Data for processing:
---*---

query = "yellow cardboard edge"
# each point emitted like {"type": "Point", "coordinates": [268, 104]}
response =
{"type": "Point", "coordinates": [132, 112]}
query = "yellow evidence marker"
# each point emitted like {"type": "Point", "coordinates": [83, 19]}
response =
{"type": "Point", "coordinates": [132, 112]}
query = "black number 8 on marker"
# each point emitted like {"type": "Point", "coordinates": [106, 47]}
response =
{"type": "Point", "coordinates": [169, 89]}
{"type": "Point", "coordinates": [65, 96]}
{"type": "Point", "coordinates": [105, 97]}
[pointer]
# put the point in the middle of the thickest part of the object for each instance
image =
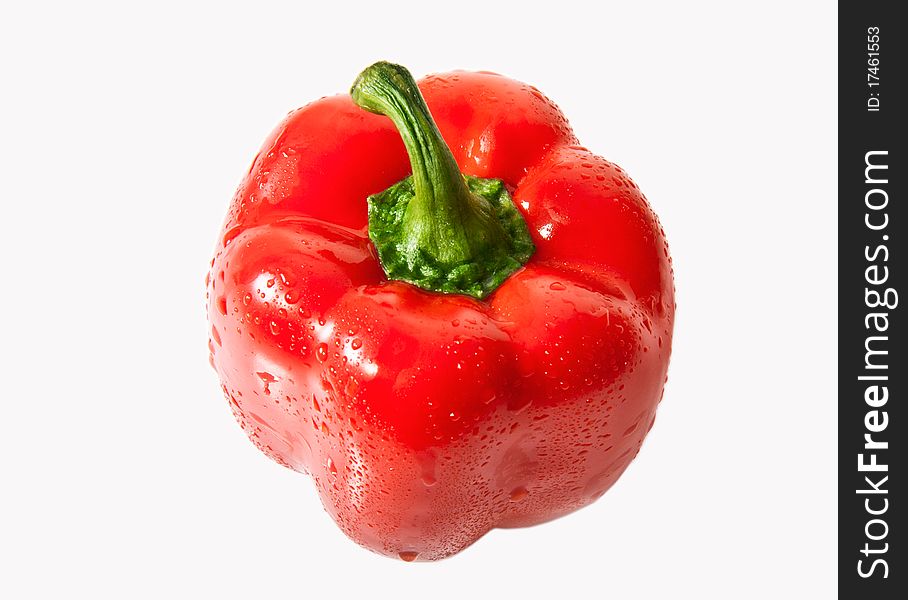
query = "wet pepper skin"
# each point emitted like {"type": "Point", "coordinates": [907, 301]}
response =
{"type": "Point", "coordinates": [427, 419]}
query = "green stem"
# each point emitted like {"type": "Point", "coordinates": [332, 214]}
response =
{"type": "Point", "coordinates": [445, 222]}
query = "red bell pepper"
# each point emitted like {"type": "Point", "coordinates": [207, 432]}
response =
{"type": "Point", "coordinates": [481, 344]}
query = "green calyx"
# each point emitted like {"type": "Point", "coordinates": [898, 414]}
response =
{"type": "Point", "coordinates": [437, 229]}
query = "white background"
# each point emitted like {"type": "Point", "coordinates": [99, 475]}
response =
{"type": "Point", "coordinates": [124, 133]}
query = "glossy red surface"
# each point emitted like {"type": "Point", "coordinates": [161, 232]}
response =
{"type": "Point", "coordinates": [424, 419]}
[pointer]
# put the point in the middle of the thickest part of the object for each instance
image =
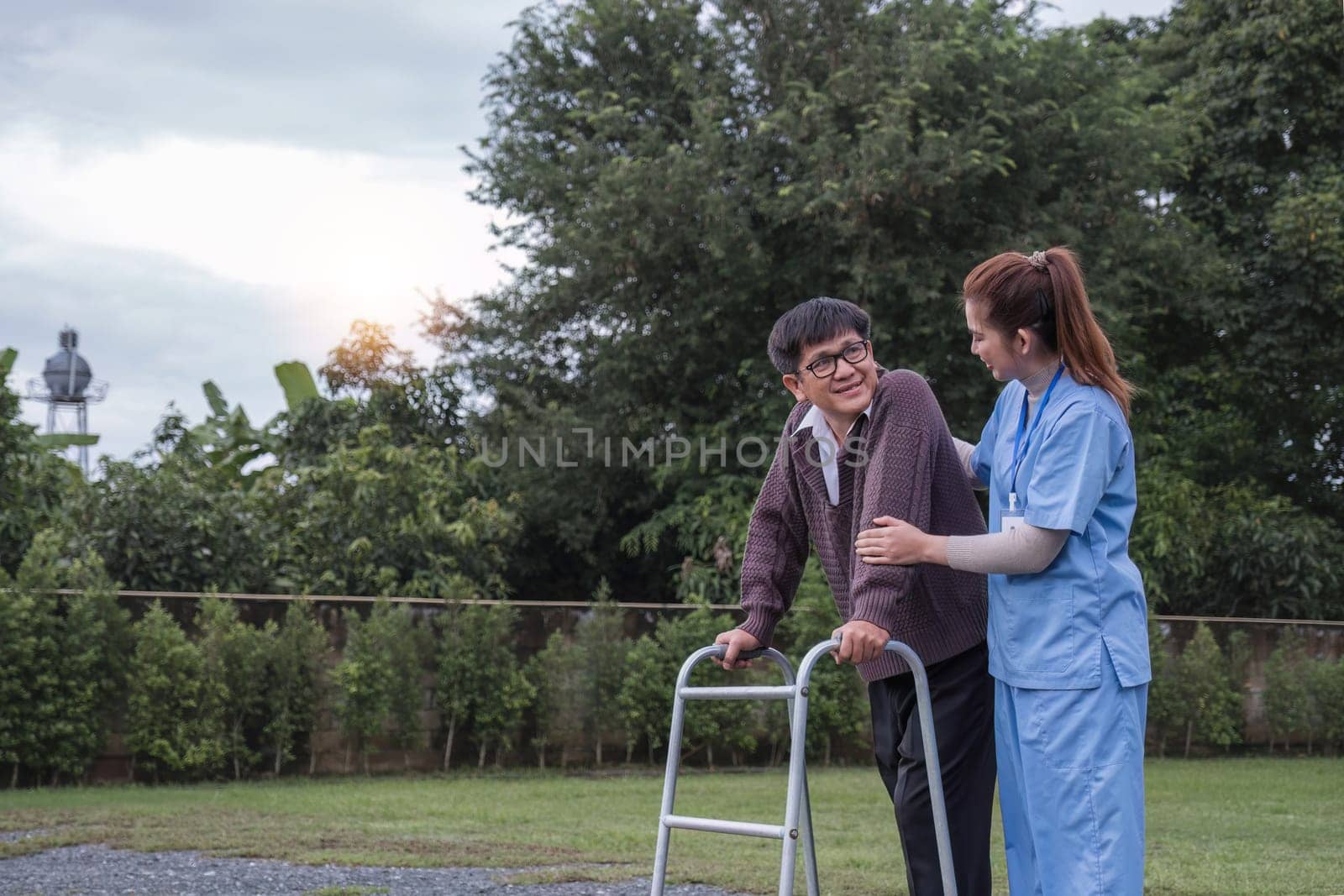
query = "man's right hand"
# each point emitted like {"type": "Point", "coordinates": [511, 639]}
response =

---*---

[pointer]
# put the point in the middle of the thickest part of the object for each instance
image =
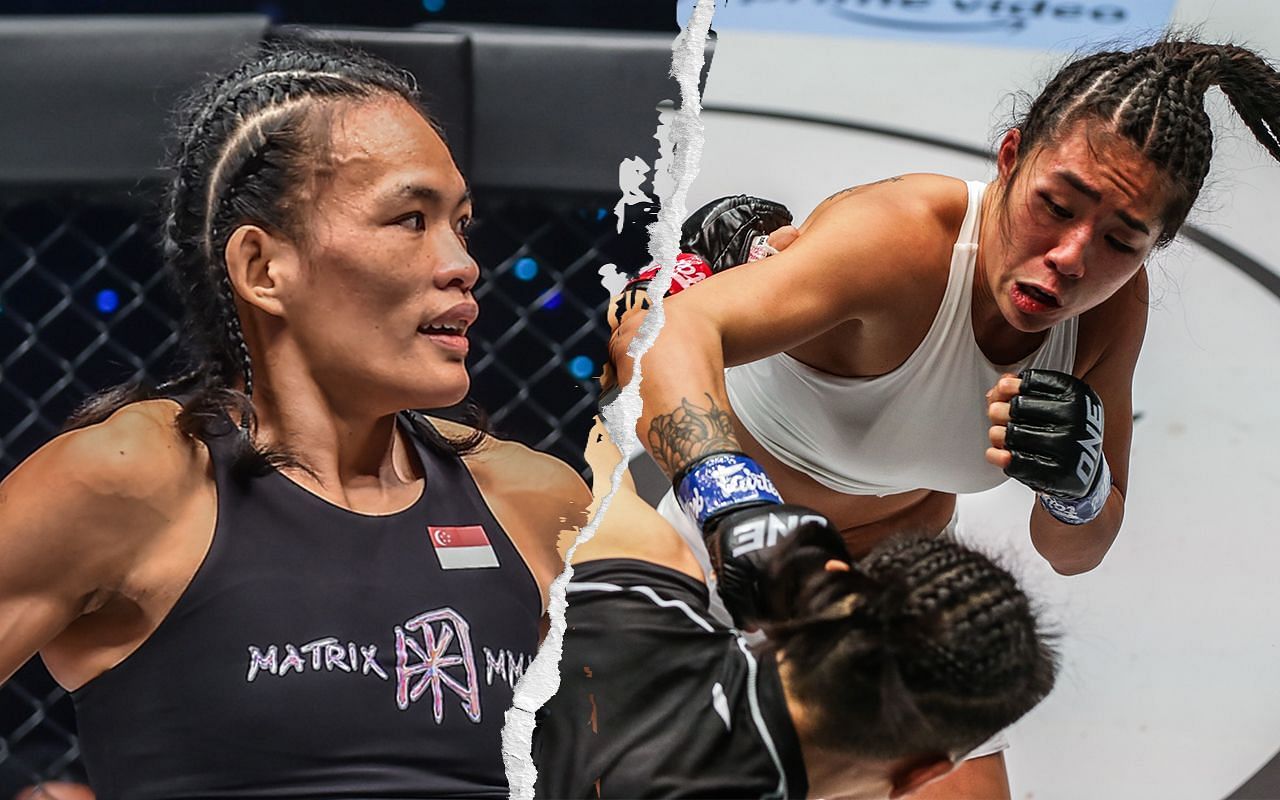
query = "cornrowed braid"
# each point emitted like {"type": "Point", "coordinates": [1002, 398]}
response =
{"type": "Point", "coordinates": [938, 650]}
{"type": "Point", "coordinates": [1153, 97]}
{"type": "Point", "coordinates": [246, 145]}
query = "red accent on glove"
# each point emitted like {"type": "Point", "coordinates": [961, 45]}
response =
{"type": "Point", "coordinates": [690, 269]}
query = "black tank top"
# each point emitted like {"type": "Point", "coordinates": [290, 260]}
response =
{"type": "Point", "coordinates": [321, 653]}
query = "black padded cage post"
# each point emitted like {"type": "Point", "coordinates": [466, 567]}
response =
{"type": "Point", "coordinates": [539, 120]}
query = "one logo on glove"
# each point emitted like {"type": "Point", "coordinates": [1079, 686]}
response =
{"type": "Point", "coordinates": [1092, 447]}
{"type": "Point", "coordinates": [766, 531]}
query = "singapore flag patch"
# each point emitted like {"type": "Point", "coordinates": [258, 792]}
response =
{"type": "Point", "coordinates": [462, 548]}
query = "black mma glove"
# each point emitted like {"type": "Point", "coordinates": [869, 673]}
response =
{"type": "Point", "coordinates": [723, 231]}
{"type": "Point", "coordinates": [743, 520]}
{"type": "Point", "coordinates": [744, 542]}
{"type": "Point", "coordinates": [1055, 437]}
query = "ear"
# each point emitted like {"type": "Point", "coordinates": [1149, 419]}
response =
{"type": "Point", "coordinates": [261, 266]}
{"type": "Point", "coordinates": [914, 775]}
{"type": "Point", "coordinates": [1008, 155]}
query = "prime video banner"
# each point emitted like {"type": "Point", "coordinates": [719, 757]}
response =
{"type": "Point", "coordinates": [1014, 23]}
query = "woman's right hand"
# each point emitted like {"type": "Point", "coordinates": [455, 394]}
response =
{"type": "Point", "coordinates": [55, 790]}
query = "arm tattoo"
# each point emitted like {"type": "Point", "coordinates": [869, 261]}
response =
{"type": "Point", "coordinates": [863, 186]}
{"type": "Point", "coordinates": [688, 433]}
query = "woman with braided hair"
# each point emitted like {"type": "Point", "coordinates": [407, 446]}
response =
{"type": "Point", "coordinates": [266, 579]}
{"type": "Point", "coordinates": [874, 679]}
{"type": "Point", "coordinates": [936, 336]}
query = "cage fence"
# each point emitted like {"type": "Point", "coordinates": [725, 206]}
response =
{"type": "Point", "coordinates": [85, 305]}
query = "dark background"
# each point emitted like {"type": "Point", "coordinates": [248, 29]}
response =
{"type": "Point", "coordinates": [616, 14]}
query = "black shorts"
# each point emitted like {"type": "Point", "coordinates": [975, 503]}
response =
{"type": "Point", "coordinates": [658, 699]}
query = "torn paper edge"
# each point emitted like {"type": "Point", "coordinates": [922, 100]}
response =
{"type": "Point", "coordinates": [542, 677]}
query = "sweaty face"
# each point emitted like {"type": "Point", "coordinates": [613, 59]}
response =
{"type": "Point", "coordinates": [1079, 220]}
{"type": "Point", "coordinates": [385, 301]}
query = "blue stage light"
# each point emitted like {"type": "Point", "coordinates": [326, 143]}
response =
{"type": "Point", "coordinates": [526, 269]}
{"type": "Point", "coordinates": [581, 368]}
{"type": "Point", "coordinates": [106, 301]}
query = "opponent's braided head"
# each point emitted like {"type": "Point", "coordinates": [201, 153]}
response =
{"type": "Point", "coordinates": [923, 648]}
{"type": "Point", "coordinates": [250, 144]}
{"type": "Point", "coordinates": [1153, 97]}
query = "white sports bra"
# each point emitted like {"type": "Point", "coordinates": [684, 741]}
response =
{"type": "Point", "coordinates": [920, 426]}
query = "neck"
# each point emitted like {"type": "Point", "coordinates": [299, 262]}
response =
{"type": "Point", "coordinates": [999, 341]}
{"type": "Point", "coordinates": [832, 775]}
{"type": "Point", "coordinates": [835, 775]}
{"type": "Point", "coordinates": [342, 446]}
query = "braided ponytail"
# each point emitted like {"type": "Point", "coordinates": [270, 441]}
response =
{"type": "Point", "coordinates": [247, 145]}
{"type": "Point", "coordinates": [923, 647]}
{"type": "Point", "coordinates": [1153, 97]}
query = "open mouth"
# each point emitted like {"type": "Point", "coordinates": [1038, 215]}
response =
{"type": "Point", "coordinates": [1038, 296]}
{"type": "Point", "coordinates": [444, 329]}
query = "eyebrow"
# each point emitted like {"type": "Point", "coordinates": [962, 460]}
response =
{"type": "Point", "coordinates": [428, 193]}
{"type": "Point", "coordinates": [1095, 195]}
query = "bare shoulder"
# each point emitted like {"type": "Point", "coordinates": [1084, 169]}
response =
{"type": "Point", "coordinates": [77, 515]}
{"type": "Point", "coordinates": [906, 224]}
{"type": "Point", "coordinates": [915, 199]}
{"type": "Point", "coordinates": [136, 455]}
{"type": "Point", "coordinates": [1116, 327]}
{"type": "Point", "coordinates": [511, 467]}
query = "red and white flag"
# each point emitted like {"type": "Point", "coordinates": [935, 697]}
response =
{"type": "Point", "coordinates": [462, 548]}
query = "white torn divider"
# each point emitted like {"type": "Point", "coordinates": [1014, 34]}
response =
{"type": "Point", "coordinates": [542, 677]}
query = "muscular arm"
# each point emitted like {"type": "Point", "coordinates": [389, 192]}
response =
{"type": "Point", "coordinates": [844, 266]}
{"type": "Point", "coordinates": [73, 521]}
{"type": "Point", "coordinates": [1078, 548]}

---*---

Given task: How many lines in the records above contain the string "cage", counting only exact matches where case counts? Reply with the number alone.

Expected answer: 2